Document text:
————

While this is a "tier 2" century (more beginner riders, less of a crowd so less energy, no hills except for freeway overpasses) this is a great ride to do for doubles training. Don did 100 miles at the Santa Rosa Wine Country on the fixed gear yesterday, Donna and I both did 120 miles. I think it is sometimes easier to ride a double than to do back to backs--as overnight my legs tighten up like crazy. Also, this would be a good chance for Don and I to get some extended work together on the fixed gear before we do the Davis Double. After last year's windstorm I'm happy he is out so I can get some rest. Of course with Don, being a Diablo Cyclist fixed gear traditionalist, you have to wear the crazy socks on the fixed. Our club is serious about riding but don't take ourselves seriously--the other tradition, a squeaky toy, adorns the handlebars.
This ride starts well west of urban Stockton, and never comes close, meandering through tiny towns that dot the Sacramento Delta--a waterway that runs from Sacramento to Antioch that surrounds low lying islands that are below sea level and surrounded by earthen dikes and roadways above. There is a backroute highway that goes to Sacramento "the slow way" that crosses numerous draw bridges. The course changed a little this year with more riding in the "middle of nowhere" as we basically did a figure 8 through isolated towns that have missed the California development craze.

————

Record set:
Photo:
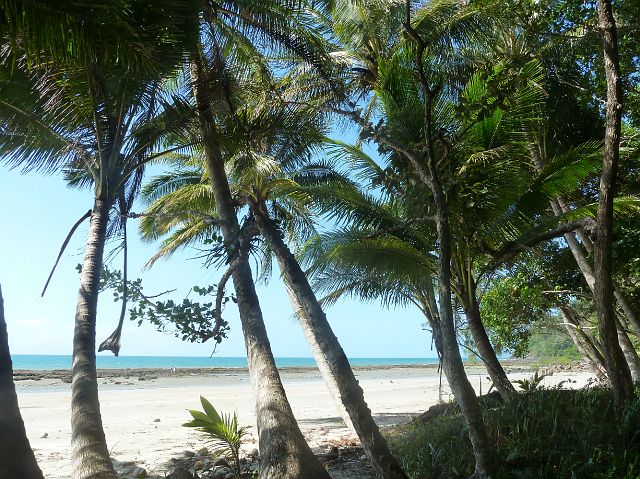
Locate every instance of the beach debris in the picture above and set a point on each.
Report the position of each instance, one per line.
(139, 473)
(179, 473)
(222, 472)
(203, 451)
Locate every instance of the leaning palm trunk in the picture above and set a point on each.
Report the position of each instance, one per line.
(329, 355)
(558, 206)
(617, 367)
(481, 339)
(283, 449)
(453, 366)
(17, 456)
(89, 452)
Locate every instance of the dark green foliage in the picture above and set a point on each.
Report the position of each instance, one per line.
(551, 433)
(223, 429)
(547, 342)
(189, 320)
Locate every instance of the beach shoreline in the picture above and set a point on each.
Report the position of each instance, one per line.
(514, 365)
(143, 409)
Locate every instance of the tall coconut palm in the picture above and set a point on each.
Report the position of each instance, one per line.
(18, 458)
(100, 119)
(264, 170)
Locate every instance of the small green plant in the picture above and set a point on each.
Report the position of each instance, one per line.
(224, 430)
(531, 384)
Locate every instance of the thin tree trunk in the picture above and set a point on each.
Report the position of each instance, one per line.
(283, 449)
(584, 345)
(485, 349)
(329, 355)
(452, 361)
(580, 251)
(89, 453)
(617, 367)
(629, 351)
(16, 456)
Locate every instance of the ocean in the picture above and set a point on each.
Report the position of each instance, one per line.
(47, 362)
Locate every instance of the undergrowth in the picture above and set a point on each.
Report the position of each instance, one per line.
(548, 433)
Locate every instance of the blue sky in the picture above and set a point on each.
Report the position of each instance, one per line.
(36, 216)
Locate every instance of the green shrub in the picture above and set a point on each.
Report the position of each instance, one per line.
(223, 429)
(550, 433)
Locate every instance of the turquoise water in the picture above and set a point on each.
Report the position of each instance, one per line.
(42, 362)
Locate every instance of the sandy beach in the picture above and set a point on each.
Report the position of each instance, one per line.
(142, 417)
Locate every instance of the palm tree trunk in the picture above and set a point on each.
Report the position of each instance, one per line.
(579, 252)
(617, 367)
(559, 206)
(329, 355)
(452, 361)
(17, 456)
(628, 350)
(89, 452)
(485, 349)
(283, 449)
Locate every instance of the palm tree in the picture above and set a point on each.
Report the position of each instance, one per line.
(391, 64)
(100, 119)
(266, 166)
(18, 458)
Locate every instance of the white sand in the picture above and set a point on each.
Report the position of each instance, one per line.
(131, 410)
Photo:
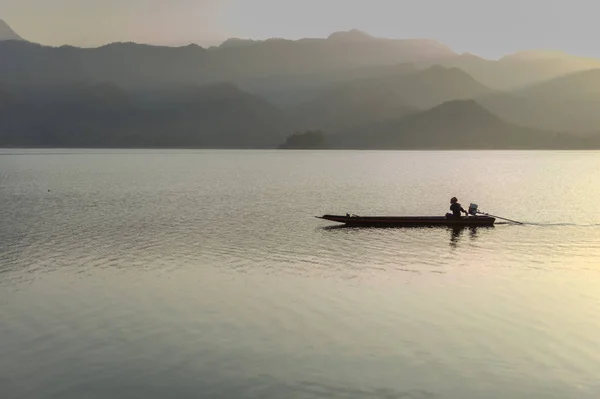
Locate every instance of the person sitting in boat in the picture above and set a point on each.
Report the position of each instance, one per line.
(456, 209)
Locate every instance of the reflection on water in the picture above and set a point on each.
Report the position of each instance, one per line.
(205, 274)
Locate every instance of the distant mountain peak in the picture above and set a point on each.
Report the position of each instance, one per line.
(6, 32)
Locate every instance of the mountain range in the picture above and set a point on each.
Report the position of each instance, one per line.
(361, 91)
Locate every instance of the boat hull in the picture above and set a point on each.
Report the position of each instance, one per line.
(410, 221)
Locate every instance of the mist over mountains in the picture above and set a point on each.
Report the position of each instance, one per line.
(359, 90)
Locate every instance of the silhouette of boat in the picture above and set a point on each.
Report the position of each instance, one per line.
(410, 221)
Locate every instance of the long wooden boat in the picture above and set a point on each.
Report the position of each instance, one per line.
(410, 221)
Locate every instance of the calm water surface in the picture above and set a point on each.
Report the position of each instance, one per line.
(203, 274)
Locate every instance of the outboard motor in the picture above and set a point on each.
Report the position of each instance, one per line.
(473, 209)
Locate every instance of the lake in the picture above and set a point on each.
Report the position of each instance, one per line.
(204, 274)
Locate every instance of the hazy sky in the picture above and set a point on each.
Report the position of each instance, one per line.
(485, 27)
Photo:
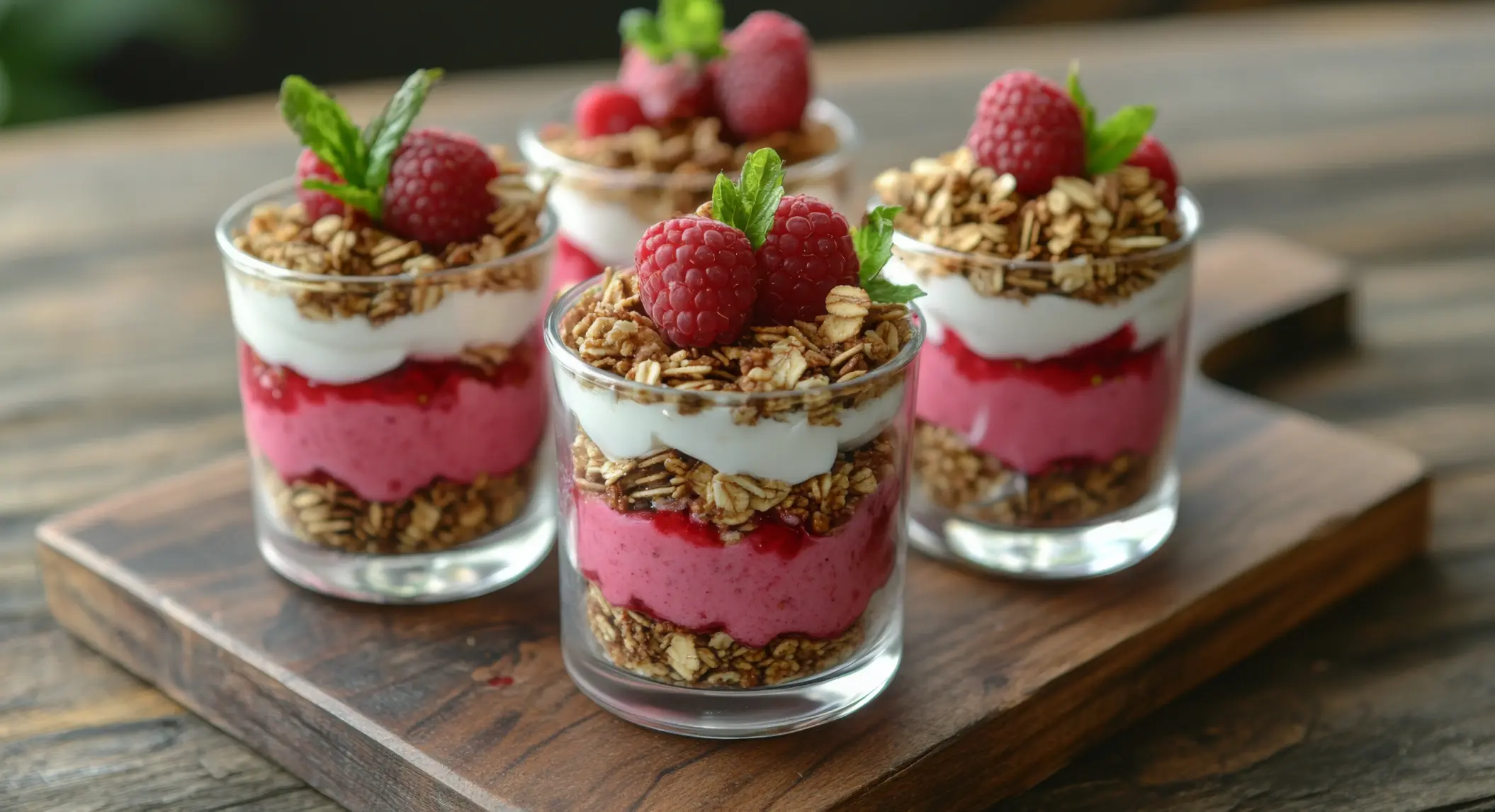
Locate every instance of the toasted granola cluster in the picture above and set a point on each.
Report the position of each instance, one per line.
(443, 515)
(335, 246)
(609, 329)
(1096, 232)
(735, 503)
(972, 483)
(694, 147)
(691, 153)
(666, 653)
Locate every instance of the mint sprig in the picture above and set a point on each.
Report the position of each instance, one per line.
(751, 204)
(1112, 141)
(692, 28)
(874, 244)
(361, 157)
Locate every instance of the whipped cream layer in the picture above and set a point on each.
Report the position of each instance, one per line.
(789, 449)
(609, 231)
(1044, 327)
(347, 350)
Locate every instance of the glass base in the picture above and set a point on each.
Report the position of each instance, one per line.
(474, 569)
(1050, 553)
(739, 714)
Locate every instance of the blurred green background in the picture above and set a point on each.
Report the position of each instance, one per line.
(72, 57)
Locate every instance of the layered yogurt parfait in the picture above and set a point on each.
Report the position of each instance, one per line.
(689, 99)
(1057, 254)
(388, 305)
(735, 417)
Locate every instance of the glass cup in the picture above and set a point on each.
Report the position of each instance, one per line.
(700, 591)
(395, 422)
(1045, 424)
(604, 211)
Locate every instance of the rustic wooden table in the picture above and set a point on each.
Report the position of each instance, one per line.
(1368, 132)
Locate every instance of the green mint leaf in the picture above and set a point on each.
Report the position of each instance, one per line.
(1117, 138)
(874, 246)
(325, 128)
(1110, 144)
(750, 204)
(1088, 114)
(641, 29)
(874, 241)
(388, 129)
(762, 191)
(727, 202)
(358, 198)
(692, 28)
(886, 292)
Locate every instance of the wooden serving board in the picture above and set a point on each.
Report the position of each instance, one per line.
(467, 706)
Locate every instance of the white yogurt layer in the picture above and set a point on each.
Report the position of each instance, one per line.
(609, 231)
(347, 350)
(1044, 327)
(789, 451)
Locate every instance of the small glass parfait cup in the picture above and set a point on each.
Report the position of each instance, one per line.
(604, 208)
(731, 563)
(393, 400)
(1047, 410)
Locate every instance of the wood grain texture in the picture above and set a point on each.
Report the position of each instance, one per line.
(390, 709)
(1363, 130)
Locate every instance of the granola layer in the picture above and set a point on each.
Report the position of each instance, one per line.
(440, 517)
(1098, 235)
(609, 329)
(666, 653)
(736, 504)
(978, 486)
(413, 277)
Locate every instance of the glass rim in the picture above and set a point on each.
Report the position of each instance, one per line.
(241, 208)
(567, 358)
(541, 157)
(1187, 211)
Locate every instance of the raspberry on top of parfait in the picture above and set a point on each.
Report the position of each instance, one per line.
(392, 201)
(694, 98)
(1041, 180)
(757, 292)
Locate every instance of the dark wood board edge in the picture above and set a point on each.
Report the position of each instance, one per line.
(1123, 688)
(213, 678)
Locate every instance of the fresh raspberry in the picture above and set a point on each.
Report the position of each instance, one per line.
(806, 254)
(1153, 156)
(437, 188)
(699, 280)
(666, 91)
(607, 108)
(765, 81)
(317, 204)
(1030, 128)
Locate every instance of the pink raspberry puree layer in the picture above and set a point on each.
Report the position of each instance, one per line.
(392, 434)
(1095, 402)
(777, 580)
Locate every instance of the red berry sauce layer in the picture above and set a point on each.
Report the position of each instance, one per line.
(386, 437)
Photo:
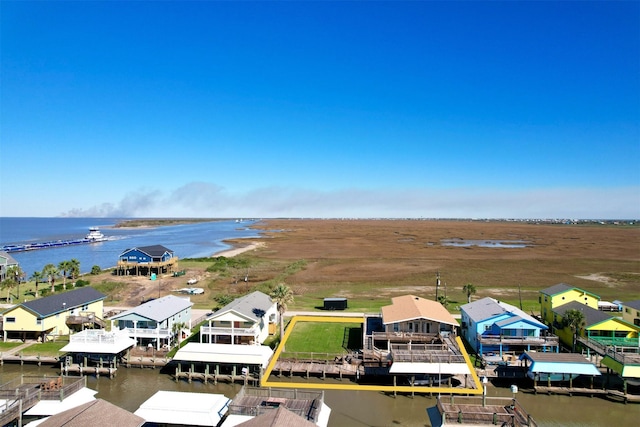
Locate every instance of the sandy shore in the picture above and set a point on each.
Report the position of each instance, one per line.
(229, 253)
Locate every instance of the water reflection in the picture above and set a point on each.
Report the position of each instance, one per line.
(467, 243)
(132, 387)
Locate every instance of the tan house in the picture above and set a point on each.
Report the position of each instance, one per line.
(57, 314)
(416, 315)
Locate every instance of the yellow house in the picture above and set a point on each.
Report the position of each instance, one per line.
(561, 294)
(54, 315)
(598, 325)
(631, 312)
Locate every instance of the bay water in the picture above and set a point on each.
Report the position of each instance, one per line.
(191, 240)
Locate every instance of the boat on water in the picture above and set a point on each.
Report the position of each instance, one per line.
(94, 236)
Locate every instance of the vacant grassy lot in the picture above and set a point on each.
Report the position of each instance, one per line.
(326, 340)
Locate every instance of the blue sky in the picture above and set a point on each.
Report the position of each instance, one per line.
(503, 109)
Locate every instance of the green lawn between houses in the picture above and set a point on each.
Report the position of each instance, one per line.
(325, 340)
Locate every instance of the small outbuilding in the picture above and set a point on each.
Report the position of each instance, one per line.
(335, 303)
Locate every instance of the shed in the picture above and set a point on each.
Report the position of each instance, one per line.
(335, 303)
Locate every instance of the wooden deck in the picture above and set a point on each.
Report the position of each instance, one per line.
(490, 411)
(616, 395)
(317, 368)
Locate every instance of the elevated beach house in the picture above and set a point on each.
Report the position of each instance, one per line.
(631, 312)
(155, 322)
(246, 320)
(493, 327)
(598, 325)
(6, 261)
(57, 314)
(560, 294)
(146, 261)
(419, 342)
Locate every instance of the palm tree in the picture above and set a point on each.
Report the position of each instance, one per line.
(282, 295)
(65, 267)
(36, 277)
(50, 271)
(469, 289)
(574, 319)
(16, 272)
(75, 268)
(8, 283)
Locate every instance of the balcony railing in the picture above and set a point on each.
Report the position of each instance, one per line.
(216, 330)
(148, 333)
(550, 340)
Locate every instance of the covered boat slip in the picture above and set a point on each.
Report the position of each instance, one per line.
(212, 361)
(558, 367)
(184, 408)
(96, 351)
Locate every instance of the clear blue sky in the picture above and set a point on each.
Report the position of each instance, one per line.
(505, 109)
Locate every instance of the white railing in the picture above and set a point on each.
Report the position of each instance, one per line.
(98, 336)
(148, 333)
(216, 330)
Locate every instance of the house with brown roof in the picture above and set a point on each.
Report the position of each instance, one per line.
(410, 314)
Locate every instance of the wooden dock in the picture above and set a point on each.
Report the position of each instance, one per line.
(616, 395)
(317, 368)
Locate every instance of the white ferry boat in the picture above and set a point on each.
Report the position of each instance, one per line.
(95, 235)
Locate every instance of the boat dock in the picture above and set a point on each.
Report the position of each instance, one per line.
(317, 368)
(611, 394)
(20, 394)
(487, 411)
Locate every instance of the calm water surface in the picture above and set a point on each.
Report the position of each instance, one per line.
(132, 387)
(186, 240)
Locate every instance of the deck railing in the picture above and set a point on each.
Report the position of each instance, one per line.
(218, 330)
(550, 340)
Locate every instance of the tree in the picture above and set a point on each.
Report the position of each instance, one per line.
(8, 283)
(50, 271)
(65, 267)
(36, 277)
(574, 319)
(282, 295)
(469, 289)
(75, 268)
(17, 274)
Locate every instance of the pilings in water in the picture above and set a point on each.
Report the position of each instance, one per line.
(209, 375)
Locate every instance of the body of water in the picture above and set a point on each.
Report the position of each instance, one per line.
(186, 240)
(132, 386)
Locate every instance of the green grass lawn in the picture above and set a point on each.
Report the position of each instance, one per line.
(330, 339)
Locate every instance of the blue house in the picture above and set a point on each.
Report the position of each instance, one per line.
(146, 260)
(493, 327)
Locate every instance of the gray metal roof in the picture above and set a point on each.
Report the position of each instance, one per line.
(633, 304)
(47, 306)
(158, 309)
(254, 305)
(591, 315)
(153, 251)
(487, 307)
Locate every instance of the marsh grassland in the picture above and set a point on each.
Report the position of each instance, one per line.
(370, 261)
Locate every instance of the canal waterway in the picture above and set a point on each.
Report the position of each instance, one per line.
(132, 386)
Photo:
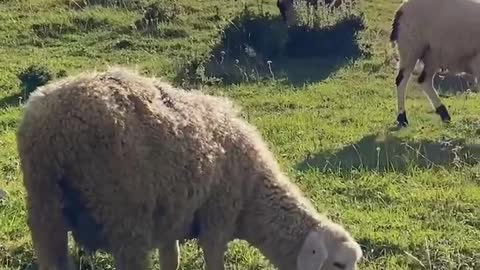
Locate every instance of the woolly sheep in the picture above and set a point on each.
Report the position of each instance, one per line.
(129, 164)
(441, 35)
(288, 13)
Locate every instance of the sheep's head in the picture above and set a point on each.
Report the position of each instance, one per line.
(329, 251)
(287, 11)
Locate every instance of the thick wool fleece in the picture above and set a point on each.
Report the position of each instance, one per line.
(129, 163)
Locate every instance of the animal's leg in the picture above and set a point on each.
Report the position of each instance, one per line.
(169, 255)
(214, 251)
(475, 67)
(426, 80)
(132, 257)
(401, 81)
(45, 221)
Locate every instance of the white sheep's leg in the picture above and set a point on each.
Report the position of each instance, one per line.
(213, 252)
(132, 257)
(401, 82)
(46, 223)
(426, 80)
(169, 255)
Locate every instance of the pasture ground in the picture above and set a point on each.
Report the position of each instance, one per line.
(323, 99)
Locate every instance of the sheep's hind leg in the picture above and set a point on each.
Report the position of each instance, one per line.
(47, 226)
(50, 240)
(426, 80)
(169, 256)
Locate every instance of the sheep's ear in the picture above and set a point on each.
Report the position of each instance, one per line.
(313, 253)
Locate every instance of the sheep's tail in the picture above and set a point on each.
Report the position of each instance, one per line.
(395, 27)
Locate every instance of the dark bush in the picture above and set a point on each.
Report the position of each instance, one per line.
(33, 77)
(155, 13)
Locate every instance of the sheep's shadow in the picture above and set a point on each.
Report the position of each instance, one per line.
(393, 154)
(261, 47)
(453, 84)
(376, 249)
(10, 101)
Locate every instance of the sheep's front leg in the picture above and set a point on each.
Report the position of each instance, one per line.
(426, 80)
(131, 258)
(169, 256)
(214, 251)
(401, 81)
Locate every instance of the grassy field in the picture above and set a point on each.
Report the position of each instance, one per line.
(323, 96)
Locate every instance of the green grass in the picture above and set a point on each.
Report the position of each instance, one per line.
(410, 197)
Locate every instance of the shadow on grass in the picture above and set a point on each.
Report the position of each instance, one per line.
(260, 47)
(453, 84)
(10, 101)
(393, 154)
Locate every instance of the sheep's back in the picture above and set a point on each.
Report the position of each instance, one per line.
(134, 152)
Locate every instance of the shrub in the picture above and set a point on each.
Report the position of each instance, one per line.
(33, 77)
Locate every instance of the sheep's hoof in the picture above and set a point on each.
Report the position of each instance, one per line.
(402, 120)
(443, 112)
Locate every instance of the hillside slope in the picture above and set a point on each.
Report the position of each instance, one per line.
(323, 99)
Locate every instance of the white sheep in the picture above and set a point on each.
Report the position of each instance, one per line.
(441, 34)
(129, 163)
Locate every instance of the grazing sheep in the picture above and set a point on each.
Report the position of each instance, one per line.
(441, 34)
(129, 164)
(288, 13)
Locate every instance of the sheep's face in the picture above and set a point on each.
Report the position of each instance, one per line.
(319, 254)
(287, 11)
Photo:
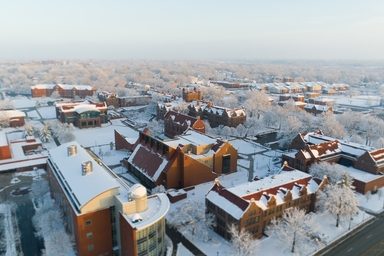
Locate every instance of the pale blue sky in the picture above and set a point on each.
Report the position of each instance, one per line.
(198, 29)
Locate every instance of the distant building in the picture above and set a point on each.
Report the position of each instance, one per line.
(194, 95)
(189, 159)
(63, 90)
(103, 214)
(13, 118)
(18, 153)
(252, 206)
(114, 100)
(317, 109)
(176, 124)
(314, 147)
(82, 114)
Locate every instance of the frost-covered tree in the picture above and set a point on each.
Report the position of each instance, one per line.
(380, 192)
(64, 132)
(257, 102)
(290, 128)
(55, 95)
(158, 189)
(242, 241)
(334, 172)
(368, 195)
(330, 126)
(4, 120)
(338, 200)
(29, 130)
(45, 134)
(295, 230)
(39, 188)
(190, 219)
(49, 224)
(6, 104)
(156, 127)
(241, 130)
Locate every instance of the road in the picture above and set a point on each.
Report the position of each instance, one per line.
(367, 242)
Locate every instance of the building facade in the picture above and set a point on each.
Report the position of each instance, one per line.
(188, 95)
(176, 124)
(63, 90)
(364, 163)
(189, 159)
(103, 214)
(253, 205)
(82, 114)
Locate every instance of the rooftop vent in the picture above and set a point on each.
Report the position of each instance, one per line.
(86, 167)
(72, 150)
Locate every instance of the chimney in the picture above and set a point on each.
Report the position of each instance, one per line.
(86, 167)
(71, 150)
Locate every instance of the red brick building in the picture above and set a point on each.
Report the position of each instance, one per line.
(191, 95)
(176, 124)
(103, 214)
(82, 114)
(64, 90)
(358, 160)
(15, 118)
(18, 153)
(253, 205)
(187, 160)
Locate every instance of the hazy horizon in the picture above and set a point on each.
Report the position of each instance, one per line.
(198, 30)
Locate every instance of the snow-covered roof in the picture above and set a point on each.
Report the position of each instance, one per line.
(191, 137)
(12, 113)
(353, 149)
(78, 87)
(3, 139)
(361, 175)
(158, 206)
(236, 200)
(82, 109)
(153, 168)
(266, 183)
(43, 86)
(82, 188)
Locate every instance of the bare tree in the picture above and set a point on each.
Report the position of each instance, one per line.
(334, 172)
(242, 241)
(295, 229)
(190, 218)
(338, 200)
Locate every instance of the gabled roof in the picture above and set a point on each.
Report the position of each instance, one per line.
(377, 155)
(148, 161)
(236, 200)
(324, 149)
(180, 118)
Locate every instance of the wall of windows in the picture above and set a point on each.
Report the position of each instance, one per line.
(151, 240)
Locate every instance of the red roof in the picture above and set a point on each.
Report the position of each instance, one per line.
(238, 201)
(180, 118)
(148, 161)
(257, 195)
(377, 155)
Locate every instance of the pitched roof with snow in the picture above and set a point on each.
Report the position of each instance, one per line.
(350, 148)
(151, 169)
(325, 149)
(378, 155)
(180, 118)
(12, 113)
(81, 188)
(236, 200)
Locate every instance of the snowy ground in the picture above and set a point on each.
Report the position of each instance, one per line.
(219, 246)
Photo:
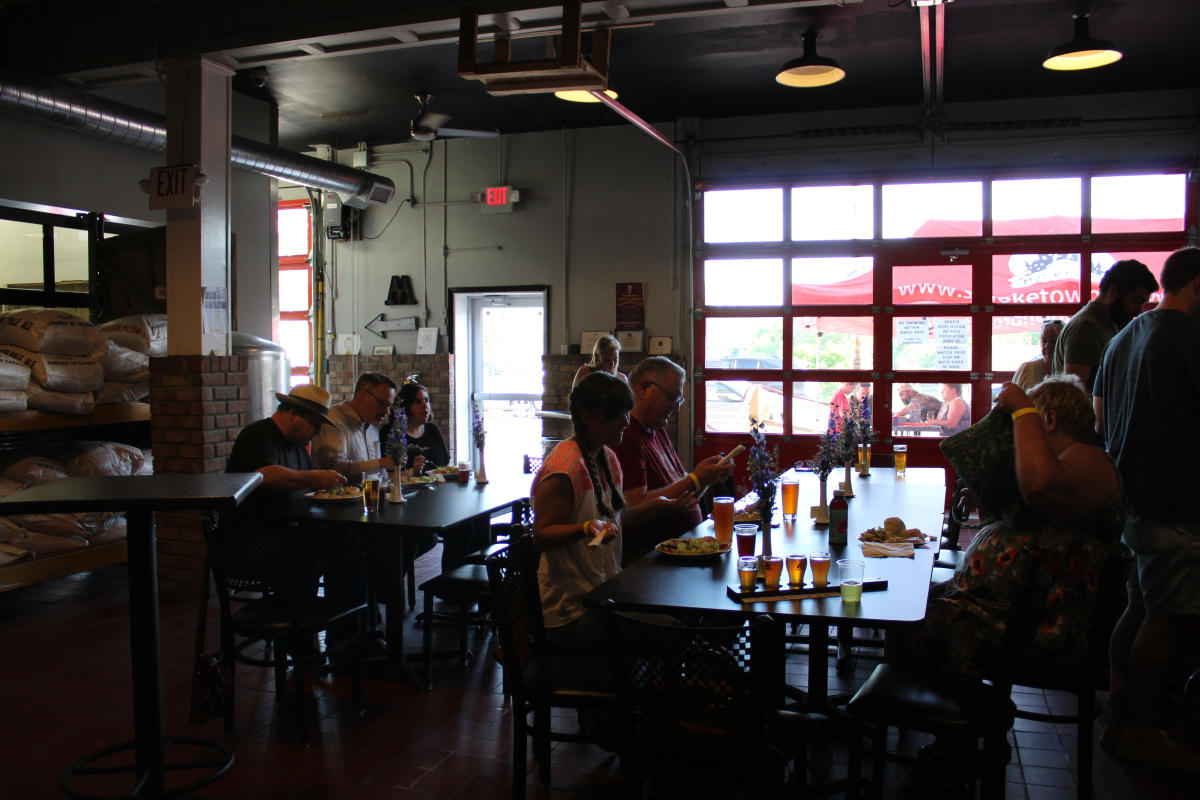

————

Actions to take:
A) From the century ride account, give again the passage starting at "While this is" and ending at "adorns the handlebars.".
B) List every geographic place name that appears in the paragraph of the century ride account beginning "This ride starts well west," naming each only once.

Answers to the exercise:
A)
While this is a "tier 2" century (more beginner riders, less of a crowd so less energy, no hills except for freeway overpasses) this is a great ride to do for doubles training. Don did 100 miles at the Santa Rosa Wine Country on the fixed gear yesterday, Donna and I both did 120 miles. I think it is sometimes easier to ride a double than to do back to backs--as overnight my legs tighten up like crazy. Also, this would be a good chance for Don and I to get some extended work together on the fixed gear before we do the Davis Double. After last year's windstorm I'm happy he is out so I can get some rest. Of course with Don, being a Diablo Cyclist fixed gear traditionalist, you have to wear the crazy socks on the fixed. Our club is serious about riding but don't take ourselves seriously--the other tradition, a squeaky toy, adorns the handlebars.

B) Stockton, Sacramento Delta, Sacramento, Antioch, California